## Raw records
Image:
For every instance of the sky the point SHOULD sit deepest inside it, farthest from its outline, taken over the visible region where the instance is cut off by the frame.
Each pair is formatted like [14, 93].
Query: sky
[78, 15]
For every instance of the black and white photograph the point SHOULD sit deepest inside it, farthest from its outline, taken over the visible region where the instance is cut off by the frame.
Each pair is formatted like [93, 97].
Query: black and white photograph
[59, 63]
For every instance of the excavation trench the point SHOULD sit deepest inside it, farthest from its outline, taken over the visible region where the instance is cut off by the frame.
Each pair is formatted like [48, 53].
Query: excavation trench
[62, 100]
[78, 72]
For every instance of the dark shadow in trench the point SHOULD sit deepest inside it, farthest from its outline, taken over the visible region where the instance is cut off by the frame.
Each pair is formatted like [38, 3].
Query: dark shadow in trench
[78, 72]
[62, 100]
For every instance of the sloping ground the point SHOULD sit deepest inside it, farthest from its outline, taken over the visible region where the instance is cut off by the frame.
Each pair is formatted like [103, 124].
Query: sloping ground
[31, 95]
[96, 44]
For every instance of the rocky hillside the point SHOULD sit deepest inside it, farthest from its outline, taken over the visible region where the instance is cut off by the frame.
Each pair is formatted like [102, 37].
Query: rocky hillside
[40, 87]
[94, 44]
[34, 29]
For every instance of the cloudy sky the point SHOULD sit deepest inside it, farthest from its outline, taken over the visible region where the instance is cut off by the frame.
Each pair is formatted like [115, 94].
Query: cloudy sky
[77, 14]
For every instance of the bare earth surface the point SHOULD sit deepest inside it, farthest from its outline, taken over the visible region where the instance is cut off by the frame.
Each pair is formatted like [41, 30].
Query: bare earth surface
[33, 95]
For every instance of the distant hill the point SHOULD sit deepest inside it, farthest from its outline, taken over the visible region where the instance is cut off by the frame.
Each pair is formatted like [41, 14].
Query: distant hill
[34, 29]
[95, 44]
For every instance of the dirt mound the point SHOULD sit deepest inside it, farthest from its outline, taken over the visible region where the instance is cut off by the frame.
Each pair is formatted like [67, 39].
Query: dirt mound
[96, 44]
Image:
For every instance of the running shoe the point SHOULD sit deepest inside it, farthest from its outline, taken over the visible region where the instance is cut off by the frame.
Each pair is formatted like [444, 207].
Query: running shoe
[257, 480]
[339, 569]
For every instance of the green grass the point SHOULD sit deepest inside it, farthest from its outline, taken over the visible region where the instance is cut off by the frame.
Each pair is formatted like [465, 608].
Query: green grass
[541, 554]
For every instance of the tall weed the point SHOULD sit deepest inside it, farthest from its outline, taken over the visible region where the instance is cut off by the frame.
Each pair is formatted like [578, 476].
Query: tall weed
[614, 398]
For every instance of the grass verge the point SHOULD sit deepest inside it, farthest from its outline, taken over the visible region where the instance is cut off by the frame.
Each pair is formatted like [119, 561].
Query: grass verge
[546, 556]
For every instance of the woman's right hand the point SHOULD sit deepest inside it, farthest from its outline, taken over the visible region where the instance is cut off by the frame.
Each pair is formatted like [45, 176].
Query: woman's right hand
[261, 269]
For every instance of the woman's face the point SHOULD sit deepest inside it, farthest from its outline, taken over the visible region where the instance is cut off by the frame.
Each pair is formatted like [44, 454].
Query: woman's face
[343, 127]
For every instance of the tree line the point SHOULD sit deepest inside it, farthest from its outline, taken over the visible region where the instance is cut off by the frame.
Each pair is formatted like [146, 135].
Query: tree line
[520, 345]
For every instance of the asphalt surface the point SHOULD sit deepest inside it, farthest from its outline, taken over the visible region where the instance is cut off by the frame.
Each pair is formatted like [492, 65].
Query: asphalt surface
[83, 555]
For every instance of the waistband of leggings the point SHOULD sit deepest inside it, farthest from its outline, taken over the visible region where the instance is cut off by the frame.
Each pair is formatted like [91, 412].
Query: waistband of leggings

## Exercise
Repeat the material in full, exactly as it stands.

## Worked solution
Image:
For every instance of the sky the point SHOULD sit deepest inside it, farthest from its outline, taken over the visible region where the instance is cut off by the frame.
Each pair is formatted like [14, 93].
Query: sky
[78, 15]
For every instance of the black and white photograph the point SHOULD sit deepest inside it, farthest from its outline, taken over the visible region where the instance is cut off by the frame.
Each pair is formatted like [93, 97].
Query: black and white photograph
[59, 63]
For every instance of the excavation trench the point SHOULD sit deepest inside it, farthest from its outline, taken over the visible region where the instance is cut off by the frame.
Each pair is formatted like [48, 53].
Query: excavation trench
[62, 100]
[78, 72]
For every instance of the dark shadow in trench the point SHOULD sit deepest inside it, farthest from its outline, taken over the visible region where the instance is cut off by the frame.
Each pair is formatted like [38, 3].
Query: dark shadow in trench
[78, 72]
[62, 100]
For every instance of the sloping ground the point SHOULD sit deepest inside it, farthest from its outline, taken over the visible region where the instance is cut off by the frame.
Each pair is formatted like [103, 124].
Query: sloping ground
[31, 95]
[96, 44]
For every instance of the rocky hillside the point SHOULD sit deepest inside it, farthest from its outline, taken over the visible region where the instance is cut off by the frame.
Each pair is formatted like [102, 37].
Query: rocky hillside
[40, 87]
[94, 44]
[34, 29]
For every instance of the cloudy sky the point SHOULD sit deepest inside it, farthest from its outline, taken over the visible region where the instance is cut off by the frame.
Each pair is formatted like [115, 94].
Query: cloudy sky
[77, 14]
For every instance of the bare earth surface the point SHOULD sit deepest inside it, farthest from its outline, taken over the visible region where the instance is cut off by the frame.
Each pair is formatted like [41, 30].
Query: bare earth surface
[33, 95]
For every instance of the distant hill the point SHOULD sit deepest inside it, farthest from its outline, taken over the visible region where the instance is cut off by the frame.
Each pair is formatted like [41, 14].
Query: distant hill
[34, 29]
[95, 44]
For every instance of the dirt mound the point SHOULD sit deepest inside it, farthest from its outline, taken over the visible region where the instance is cut off by the frame.
Each pair is formatted like [67, 39].
Query: dirt mound
[96, 44]
Image:
For every instance of the running shoe the point SHOULD sit deepest inside it, farthest from its outline, taken over the visible region where the instance is cut off by the frame.
Each pair is formatted like [444, 207].
Query: running shoe
[257, 480]
[339, 569]
For every instance of the green grass the point SHOULD sit deepest inside it, farthest from its outline, taken over the visible region where the instance is cut off by the frame.
Each pair is formatted like [465, 608].
Query: green grass
[541, 554]
For every instance of the tall weed the point SHOULD sit deepest inside it, farthest from its outline, taken over the visible region where the instance is cut off by the frame.
Each pair is formatted like [578, 476].
Query: tall weed
[614, 398]
For every instance of the grass verge the point SHOULD sit deepest inside it, farthest from its outline, taken over the visible region where the instance is cut off by the frame.
Each pair is formatted like [119, 561].
Query: grass verge
[546, 556]
For every instance of the woman's right hand the point SHOULD sit deepest inside it, farthest from its outline, taken over the visible region where the instance is cut off by the frame.
Each pair is formatted like [45, 176].
Query: woman's right hand
[261, 269]
For every instance of the woman's face the point SHOULD sit deepest inside it, farthest from its outline, taken over the visible region where the instance is cut off by the frame.
Each pair is formatted like [44, 454].
Query: woman's face
[343, 127]
For every instance of the tree line the point SHOULD sit deepest inside it, farthest from its outline, taken over the visible region where the instance is cut off by the frame.
Each pair is formatted like [146, 135].
Query: tree line
[520, 345]
For every instance of the asphalt surface the point SHOULD sit deepest inside it, farthest from its outline, taken over the visible region where the instance is cut off by the frame.
Each pair is formatted like [492, 65].
Query: asphalt surface
[83, 555]
For every instance of the waistband of leggings the point SHOULD sit deepest inside it, farthest from its outline, taken over the visible region where the instance is cut off by the frame.
Each pair is formatted like [91, 412].
Query: waistband of leggings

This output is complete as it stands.